▶ WORK TASK:
What lines below include the string "snow"? Pick them out and copy them.
═══ GIVEN RECORDS
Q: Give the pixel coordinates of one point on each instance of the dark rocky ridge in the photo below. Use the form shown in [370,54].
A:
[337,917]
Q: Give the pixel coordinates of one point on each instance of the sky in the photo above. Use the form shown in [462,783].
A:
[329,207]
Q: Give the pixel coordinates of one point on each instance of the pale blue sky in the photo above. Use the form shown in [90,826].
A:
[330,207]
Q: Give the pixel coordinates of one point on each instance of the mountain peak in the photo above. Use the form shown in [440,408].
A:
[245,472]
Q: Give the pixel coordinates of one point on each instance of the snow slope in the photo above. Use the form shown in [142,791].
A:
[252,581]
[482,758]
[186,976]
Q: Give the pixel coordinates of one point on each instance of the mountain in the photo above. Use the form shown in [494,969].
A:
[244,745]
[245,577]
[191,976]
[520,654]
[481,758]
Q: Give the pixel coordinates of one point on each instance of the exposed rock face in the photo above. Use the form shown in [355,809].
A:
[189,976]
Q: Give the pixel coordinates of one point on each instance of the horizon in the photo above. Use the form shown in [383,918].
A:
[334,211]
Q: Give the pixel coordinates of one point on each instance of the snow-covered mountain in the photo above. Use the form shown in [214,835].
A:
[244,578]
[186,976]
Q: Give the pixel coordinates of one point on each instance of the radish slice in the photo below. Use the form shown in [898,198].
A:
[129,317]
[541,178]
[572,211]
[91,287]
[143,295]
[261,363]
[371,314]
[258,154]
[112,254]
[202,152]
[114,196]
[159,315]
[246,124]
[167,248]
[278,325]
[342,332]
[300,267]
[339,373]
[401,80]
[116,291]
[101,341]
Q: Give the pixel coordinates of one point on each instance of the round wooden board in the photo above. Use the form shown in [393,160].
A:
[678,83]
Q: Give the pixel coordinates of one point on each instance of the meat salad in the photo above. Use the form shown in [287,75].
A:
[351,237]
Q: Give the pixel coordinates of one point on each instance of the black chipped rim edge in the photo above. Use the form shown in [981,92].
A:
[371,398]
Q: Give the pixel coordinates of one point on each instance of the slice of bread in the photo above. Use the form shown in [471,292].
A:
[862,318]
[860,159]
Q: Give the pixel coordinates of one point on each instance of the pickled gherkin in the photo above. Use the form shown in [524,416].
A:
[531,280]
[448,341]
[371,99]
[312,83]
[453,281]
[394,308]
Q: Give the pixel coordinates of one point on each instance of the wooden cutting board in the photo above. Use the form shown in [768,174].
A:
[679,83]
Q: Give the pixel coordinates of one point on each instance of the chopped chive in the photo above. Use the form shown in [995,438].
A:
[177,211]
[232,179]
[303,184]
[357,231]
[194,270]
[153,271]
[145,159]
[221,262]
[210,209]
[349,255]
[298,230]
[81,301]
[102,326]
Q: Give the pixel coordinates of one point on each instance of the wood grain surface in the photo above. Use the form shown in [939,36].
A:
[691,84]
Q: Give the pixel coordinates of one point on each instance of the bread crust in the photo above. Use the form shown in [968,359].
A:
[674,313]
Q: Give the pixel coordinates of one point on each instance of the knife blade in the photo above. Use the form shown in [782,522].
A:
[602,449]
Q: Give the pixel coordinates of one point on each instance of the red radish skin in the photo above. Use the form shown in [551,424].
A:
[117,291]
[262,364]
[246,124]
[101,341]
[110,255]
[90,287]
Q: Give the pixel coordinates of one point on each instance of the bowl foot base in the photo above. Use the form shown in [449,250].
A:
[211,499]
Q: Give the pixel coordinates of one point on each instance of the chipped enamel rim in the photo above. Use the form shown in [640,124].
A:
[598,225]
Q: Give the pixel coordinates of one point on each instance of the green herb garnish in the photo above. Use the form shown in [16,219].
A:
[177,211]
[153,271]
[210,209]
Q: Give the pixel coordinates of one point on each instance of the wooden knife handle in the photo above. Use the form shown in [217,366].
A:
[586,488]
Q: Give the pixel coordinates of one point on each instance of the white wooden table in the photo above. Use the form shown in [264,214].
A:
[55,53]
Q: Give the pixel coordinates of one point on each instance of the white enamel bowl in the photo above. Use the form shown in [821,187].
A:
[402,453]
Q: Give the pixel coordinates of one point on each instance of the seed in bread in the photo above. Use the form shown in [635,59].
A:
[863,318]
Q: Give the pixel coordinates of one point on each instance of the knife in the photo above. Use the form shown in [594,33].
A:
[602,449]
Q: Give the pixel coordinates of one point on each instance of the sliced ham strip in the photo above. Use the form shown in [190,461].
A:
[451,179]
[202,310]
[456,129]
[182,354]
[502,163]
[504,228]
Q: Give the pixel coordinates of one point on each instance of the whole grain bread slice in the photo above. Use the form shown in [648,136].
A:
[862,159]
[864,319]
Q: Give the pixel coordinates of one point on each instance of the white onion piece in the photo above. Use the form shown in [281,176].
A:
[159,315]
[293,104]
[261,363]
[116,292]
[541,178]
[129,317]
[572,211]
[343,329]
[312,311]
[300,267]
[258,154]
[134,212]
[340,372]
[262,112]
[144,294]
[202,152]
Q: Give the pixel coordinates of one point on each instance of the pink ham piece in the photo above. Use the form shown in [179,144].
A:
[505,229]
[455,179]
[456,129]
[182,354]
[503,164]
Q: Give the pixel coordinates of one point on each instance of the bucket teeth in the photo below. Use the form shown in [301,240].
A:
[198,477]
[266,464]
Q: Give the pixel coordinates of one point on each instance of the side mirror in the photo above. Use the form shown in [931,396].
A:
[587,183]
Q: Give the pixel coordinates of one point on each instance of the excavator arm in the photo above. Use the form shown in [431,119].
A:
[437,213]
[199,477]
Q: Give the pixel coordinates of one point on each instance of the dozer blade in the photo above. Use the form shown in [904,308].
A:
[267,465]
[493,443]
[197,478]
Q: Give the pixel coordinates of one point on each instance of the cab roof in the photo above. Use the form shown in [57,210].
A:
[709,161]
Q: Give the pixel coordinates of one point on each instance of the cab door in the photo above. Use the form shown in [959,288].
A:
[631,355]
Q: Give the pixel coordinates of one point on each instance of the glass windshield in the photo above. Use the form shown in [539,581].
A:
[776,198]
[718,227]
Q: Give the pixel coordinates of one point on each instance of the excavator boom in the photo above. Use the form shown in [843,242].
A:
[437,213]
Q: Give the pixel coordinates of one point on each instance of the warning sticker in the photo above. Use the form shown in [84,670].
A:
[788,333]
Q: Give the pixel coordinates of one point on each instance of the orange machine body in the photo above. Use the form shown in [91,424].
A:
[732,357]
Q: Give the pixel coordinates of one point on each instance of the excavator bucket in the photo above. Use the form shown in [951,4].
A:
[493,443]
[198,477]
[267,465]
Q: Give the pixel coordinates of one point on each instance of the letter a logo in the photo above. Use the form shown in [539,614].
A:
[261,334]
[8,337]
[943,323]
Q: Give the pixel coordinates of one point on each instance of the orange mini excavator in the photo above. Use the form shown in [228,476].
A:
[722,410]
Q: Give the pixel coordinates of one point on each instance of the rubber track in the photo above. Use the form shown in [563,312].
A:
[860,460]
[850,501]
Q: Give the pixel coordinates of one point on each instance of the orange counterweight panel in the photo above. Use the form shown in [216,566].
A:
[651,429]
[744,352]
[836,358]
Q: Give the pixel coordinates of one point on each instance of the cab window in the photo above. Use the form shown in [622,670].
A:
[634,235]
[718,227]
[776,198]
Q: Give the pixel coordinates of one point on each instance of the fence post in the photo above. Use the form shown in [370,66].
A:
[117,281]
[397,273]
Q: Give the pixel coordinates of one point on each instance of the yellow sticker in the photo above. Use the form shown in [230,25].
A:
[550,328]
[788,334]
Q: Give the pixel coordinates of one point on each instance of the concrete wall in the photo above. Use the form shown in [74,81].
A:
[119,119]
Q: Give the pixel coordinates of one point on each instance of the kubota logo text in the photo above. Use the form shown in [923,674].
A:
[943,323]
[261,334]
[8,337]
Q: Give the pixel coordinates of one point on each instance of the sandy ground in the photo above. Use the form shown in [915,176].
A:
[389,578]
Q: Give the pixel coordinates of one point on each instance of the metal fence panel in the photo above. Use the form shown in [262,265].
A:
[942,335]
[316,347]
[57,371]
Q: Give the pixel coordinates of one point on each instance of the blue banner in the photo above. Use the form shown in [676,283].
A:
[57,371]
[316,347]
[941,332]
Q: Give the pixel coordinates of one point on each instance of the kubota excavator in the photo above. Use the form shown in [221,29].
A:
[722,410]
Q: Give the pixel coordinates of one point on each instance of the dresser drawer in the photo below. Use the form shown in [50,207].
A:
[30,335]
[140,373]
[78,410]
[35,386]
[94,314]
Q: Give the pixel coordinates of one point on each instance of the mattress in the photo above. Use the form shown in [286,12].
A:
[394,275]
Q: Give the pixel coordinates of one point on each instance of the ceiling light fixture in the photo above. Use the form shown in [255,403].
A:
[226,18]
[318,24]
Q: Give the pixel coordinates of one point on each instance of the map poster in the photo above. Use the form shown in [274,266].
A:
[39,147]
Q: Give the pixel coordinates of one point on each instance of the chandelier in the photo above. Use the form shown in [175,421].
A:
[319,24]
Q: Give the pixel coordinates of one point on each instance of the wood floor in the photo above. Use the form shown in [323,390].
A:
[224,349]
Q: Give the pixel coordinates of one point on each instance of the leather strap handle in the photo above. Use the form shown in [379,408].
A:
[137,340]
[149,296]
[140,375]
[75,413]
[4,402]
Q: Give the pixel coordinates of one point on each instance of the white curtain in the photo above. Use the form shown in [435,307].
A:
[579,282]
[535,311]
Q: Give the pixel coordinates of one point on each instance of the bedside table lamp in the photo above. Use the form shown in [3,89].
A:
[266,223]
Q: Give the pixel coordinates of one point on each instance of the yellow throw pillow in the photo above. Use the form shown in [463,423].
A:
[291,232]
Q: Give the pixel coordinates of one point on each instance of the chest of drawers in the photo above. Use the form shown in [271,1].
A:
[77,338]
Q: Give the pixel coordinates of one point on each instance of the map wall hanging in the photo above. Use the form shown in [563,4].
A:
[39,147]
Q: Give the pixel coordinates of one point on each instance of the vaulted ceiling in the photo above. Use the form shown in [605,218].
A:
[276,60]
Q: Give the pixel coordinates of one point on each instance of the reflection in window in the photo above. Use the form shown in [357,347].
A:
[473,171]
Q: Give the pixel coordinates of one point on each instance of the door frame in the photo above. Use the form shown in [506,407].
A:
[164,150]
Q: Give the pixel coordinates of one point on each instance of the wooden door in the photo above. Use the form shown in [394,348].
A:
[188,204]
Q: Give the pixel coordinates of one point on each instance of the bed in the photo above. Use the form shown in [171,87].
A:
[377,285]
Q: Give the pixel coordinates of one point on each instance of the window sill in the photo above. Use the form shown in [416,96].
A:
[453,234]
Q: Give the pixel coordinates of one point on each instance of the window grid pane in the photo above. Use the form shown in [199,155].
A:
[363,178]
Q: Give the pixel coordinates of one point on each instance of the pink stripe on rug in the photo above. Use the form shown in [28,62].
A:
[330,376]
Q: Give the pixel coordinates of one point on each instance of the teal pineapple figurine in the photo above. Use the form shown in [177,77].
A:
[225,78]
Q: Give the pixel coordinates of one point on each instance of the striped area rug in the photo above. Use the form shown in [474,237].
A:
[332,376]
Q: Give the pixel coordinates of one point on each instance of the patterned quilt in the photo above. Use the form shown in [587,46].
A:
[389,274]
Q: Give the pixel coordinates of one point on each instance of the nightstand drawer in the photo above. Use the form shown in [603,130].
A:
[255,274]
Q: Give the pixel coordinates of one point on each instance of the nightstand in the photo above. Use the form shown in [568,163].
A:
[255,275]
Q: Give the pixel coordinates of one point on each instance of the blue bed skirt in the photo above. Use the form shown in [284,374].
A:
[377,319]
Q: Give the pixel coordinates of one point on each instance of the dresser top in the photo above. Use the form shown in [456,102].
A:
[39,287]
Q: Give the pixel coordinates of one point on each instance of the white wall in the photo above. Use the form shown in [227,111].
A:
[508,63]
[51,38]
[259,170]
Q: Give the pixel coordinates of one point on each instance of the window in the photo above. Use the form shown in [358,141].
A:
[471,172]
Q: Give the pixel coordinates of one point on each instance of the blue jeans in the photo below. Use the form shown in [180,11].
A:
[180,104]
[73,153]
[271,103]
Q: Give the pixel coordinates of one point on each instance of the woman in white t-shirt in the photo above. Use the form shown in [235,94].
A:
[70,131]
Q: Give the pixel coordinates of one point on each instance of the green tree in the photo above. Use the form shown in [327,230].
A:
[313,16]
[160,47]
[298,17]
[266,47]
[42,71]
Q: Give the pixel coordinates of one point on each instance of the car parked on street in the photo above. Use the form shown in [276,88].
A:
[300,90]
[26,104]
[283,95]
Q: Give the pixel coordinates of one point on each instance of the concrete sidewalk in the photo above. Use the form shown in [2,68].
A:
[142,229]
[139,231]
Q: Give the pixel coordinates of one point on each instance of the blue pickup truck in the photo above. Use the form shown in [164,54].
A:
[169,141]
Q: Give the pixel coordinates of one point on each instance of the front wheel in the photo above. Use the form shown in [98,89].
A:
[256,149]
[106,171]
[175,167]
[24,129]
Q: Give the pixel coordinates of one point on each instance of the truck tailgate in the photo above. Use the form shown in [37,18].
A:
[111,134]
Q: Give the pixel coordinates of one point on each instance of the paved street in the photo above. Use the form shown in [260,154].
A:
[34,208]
══════
▶ ANSWER TO THE PROBLEM:
Q: Give the pixel coordinates of one point on each instance of the snow slope in the photo above. Use the form shown in [142,791].
Q: Give the pixel coordinates of one point on each instance of the snow-covered mountain in the photo above. Use the form shown in [214,835].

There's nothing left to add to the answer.